§ Aim of the exercise: The entries are to be returned exactly, with images left out.

-- Begin Given data --

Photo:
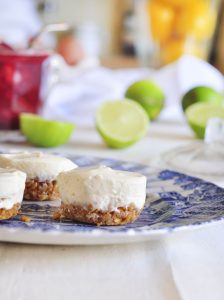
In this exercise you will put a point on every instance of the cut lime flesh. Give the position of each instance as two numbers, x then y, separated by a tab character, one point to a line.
198	115
149	95
45	133
121	123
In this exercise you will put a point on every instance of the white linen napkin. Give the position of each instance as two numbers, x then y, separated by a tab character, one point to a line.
79	92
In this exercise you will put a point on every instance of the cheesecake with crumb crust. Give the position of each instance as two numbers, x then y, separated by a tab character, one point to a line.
12	185
100	195
41	170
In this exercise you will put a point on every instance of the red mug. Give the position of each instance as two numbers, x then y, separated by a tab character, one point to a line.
22	80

-- End Given data --

§ Finished exercise:
Photo:
In this exercise you will put a point on every instance of the cut lime flesh. Give the position of each instance as two numbers, x then y, separated by a tab character, one point to a line.
198	115
149	95
45	133
121	123
In this exercise you will put a point on every instance of the white linen napkin. Give the position of each instance as two numbers, x then y, separated by a tab character, one point to a line.
79	92
In this exercise you will put a point on every instance of the cheesecake with crumb crust. Give the position of each instance as two numbers, x then y, separated by a tab character, one point to a line.
12	185
100	195
41	170
In this exercise you will put a point on every instance of the red mug. Give the position of each instance as two numbers, x then y, separated by a tab character, one point to a line.
22	80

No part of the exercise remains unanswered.